*** Given records ***
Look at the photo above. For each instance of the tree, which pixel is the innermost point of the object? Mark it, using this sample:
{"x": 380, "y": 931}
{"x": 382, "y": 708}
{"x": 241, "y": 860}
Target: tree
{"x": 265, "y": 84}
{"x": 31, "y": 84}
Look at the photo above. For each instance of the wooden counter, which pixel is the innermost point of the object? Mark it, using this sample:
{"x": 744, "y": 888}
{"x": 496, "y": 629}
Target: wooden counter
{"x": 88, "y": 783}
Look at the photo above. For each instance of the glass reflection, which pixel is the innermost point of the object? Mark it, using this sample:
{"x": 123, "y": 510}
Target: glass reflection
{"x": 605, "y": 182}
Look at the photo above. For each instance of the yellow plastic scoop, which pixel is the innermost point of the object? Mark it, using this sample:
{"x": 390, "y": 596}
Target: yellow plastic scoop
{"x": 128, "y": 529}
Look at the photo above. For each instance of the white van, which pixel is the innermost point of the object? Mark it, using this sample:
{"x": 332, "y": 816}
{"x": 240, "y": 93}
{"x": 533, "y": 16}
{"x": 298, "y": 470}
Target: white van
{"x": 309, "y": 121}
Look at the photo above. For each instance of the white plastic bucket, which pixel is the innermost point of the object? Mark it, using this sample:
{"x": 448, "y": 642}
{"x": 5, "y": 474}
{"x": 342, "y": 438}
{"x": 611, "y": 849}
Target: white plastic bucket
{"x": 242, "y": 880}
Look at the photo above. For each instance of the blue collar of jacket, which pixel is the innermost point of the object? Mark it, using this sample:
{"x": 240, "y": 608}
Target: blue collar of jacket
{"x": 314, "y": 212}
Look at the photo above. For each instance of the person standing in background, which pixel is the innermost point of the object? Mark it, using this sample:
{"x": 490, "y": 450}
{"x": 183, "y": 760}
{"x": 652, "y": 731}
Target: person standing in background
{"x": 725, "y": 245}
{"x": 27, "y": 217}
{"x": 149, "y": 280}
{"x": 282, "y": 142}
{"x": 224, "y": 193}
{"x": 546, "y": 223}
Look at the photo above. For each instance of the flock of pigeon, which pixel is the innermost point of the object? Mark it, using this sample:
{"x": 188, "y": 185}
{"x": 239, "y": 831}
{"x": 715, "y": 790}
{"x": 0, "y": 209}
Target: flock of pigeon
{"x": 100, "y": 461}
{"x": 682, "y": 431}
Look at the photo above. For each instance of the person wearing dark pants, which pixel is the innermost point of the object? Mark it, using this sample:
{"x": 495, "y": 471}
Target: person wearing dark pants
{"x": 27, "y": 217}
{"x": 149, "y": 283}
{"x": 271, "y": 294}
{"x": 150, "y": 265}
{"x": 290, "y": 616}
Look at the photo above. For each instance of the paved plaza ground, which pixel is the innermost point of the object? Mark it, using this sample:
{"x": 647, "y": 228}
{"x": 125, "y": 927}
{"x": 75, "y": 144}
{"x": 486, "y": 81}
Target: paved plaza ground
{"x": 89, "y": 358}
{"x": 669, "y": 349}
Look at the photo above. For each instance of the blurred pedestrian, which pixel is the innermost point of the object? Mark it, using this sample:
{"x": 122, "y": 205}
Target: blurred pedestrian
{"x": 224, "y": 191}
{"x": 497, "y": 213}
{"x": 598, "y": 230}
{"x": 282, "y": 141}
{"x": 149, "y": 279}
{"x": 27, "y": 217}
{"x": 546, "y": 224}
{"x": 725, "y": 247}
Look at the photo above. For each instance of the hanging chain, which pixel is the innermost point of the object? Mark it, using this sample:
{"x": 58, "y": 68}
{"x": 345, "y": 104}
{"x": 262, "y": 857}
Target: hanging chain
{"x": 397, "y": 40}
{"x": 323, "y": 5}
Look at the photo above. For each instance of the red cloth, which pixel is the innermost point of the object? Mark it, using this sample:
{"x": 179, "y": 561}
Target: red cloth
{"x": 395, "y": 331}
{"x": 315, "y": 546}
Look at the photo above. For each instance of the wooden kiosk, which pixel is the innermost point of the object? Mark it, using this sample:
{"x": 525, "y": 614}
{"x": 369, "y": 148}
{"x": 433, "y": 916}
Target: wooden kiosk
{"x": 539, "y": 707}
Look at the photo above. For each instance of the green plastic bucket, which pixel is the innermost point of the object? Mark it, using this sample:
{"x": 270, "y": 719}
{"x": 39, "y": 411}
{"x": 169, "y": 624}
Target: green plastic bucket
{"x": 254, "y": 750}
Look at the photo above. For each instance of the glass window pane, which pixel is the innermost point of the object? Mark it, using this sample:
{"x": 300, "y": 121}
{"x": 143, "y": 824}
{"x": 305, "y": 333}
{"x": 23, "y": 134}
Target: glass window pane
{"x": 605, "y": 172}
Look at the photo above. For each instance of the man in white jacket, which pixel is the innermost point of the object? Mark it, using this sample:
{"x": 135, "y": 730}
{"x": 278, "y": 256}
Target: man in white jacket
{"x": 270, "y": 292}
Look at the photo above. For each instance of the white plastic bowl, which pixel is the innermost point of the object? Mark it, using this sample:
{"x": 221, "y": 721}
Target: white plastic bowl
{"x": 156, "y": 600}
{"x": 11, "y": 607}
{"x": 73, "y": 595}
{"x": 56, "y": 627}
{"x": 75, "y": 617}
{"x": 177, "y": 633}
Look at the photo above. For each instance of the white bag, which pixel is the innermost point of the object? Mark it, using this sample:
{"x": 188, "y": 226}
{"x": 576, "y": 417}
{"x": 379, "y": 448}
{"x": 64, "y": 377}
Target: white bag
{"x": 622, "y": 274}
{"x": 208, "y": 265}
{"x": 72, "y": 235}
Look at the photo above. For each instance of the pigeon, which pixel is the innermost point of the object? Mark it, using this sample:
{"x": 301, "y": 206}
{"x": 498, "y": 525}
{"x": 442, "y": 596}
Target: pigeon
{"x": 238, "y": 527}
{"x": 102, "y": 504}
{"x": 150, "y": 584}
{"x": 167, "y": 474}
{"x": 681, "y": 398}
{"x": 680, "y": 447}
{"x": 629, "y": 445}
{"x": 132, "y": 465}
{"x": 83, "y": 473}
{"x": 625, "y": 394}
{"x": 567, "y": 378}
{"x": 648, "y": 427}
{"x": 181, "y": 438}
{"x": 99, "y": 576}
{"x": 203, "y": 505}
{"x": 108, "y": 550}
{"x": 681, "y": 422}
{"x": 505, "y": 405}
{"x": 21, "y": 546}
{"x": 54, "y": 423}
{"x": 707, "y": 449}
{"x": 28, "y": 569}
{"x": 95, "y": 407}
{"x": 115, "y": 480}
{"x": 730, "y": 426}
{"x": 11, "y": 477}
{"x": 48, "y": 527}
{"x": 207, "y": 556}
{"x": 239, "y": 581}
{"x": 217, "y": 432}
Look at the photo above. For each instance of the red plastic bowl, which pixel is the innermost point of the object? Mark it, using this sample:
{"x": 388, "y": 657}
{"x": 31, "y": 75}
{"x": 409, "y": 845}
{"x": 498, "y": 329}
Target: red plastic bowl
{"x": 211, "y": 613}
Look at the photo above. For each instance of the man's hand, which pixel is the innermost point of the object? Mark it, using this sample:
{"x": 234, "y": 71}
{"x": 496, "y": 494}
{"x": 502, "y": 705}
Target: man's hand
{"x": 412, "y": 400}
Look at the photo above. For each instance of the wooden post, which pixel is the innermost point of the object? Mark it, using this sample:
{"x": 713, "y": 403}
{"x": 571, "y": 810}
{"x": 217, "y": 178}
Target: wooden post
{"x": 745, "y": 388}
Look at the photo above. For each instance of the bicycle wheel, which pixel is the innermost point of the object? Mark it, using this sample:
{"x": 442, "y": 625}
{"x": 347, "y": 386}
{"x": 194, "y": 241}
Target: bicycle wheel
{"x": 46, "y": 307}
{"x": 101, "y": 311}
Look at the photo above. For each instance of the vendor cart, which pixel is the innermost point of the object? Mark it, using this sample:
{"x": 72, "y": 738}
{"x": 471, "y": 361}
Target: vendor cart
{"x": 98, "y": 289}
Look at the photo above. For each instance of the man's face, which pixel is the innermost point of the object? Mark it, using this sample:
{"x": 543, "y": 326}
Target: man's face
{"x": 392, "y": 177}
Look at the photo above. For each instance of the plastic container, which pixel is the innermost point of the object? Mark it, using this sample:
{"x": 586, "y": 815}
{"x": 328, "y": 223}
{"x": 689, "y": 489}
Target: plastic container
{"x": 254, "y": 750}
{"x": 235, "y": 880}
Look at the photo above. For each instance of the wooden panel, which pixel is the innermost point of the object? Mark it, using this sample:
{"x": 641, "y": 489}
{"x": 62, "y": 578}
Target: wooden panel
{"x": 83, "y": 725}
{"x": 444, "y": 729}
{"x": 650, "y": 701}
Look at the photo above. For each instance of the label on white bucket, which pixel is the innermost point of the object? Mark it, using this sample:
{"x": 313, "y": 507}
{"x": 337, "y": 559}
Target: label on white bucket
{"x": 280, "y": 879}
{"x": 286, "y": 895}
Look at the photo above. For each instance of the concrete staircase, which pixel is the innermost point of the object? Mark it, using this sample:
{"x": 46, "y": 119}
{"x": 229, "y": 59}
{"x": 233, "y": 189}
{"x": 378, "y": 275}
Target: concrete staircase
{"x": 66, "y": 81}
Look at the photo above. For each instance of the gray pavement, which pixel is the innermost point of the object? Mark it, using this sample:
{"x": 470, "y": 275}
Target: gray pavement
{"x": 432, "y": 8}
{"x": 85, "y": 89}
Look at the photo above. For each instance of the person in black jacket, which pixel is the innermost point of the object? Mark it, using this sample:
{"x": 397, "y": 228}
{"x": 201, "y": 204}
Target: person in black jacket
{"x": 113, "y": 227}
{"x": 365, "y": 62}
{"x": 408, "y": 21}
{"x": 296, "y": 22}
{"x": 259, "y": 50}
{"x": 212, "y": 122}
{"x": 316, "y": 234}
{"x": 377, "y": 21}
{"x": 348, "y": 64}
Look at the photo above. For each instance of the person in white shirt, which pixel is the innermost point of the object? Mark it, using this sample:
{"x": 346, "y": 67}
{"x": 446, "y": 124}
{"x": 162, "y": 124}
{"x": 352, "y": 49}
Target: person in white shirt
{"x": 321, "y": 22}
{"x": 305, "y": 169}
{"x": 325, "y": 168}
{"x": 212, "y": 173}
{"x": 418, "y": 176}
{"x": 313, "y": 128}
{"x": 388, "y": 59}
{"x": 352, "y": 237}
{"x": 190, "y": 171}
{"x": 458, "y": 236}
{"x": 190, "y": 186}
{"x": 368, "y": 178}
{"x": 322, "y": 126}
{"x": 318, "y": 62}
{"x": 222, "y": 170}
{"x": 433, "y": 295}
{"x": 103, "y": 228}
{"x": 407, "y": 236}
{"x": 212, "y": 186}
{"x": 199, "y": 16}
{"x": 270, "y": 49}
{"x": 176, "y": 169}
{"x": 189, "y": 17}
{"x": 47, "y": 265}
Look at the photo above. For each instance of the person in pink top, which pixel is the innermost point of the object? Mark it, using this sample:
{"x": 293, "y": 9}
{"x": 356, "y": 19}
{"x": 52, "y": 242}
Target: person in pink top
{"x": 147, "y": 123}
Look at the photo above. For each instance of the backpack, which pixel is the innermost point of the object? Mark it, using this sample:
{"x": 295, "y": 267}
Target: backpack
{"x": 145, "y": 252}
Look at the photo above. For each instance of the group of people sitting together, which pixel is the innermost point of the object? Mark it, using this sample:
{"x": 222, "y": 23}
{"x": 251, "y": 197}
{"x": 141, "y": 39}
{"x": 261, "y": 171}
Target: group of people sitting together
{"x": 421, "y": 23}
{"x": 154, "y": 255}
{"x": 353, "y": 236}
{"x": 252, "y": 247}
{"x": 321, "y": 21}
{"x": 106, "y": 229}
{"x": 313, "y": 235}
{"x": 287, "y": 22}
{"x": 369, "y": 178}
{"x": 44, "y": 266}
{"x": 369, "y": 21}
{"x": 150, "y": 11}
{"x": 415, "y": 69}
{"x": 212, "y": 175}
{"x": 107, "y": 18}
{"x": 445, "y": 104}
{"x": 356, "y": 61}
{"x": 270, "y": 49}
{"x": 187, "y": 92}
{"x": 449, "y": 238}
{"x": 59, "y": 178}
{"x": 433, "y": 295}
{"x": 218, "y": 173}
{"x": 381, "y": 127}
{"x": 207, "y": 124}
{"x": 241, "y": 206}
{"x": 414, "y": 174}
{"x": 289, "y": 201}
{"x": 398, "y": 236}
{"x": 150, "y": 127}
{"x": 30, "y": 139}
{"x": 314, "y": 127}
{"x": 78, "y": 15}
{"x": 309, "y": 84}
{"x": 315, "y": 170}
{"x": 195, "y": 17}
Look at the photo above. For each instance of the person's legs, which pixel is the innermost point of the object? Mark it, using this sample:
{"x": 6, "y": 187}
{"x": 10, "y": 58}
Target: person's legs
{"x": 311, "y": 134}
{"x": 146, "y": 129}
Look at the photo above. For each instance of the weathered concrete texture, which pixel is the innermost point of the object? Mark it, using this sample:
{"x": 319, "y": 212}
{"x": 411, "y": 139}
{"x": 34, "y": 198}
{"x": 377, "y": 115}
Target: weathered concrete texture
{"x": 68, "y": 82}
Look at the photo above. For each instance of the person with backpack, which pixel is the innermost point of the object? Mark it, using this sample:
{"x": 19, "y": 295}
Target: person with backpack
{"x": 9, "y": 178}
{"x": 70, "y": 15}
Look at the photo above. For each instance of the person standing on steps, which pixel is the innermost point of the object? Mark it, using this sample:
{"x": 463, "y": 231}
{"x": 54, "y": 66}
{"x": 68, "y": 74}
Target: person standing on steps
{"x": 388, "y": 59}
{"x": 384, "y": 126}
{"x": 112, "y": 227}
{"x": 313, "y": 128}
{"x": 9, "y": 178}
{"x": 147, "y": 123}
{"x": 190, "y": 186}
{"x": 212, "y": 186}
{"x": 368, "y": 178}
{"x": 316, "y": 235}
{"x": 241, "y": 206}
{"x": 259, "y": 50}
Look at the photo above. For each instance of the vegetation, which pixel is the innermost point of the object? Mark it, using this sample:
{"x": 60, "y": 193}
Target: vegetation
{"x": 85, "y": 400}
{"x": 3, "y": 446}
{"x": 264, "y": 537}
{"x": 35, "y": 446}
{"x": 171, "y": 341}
***
### Stated problem
Locate the line that contains "Look at the photo above. For each instance of the weathered". Repeat it and every line after it, up to and including the final line, exactly.

### Answer to this problem
Look at the photo above. For each instance of the weathered concrete texture, which pixel is the innermost point of the object? Mark it, using this sample:
{"x": 319, "y": 212}
{"x": 411, "y": 139}
{"x": 34, "y": 198}
{"x": 377, "y": 115}
Target: weathered concrete texture
{"x": 68, "y": 82}
Look at the photo above. For each instance of the person with backpack, which pixel is the innermost point of the object? Mark it, using this sample:
{"x": 19, "y": 295}
Target: person with backpack
{"x": 9, "y": 178}
{"x": 70, "y": 15}
Look at the photo above. For each instance of the person standing on steps, which pixel is the innermost point of the object? Mark it, using this sample:
{"x": 463, "y": 231}
{"x": 54, "y": 66}
{"x": 68, "y": 74}
Target: person standing on steps
{"x": 388, "y": 59}
{"x": 384, "y": 126}
{"x": 112, "y": 227}
{"x": 313, "y": 128}
{"x": 9, "y": 178}
{"x": 147, "y": 123}
{"x": 190, "y": 186}
{"x": 212, "y": 186}
{"x": 368, "y": 178}
{"x": 316, "y": 235}
{"x": 241, "y": 206}
{"x": 259, "y": 50}
Look at the photo above. For each instance of the vegetation, which pixel is the innermost point of the object? Mark it, using this sample:
{"x": 60, "y": 193}
Target: vegetation
{"x": 85, "y": 400}
{"x": 3, "y": 446}
{"x": 264, "y": 537}
{"x": 35, "y": 446}
{"x": 171, "y": 341}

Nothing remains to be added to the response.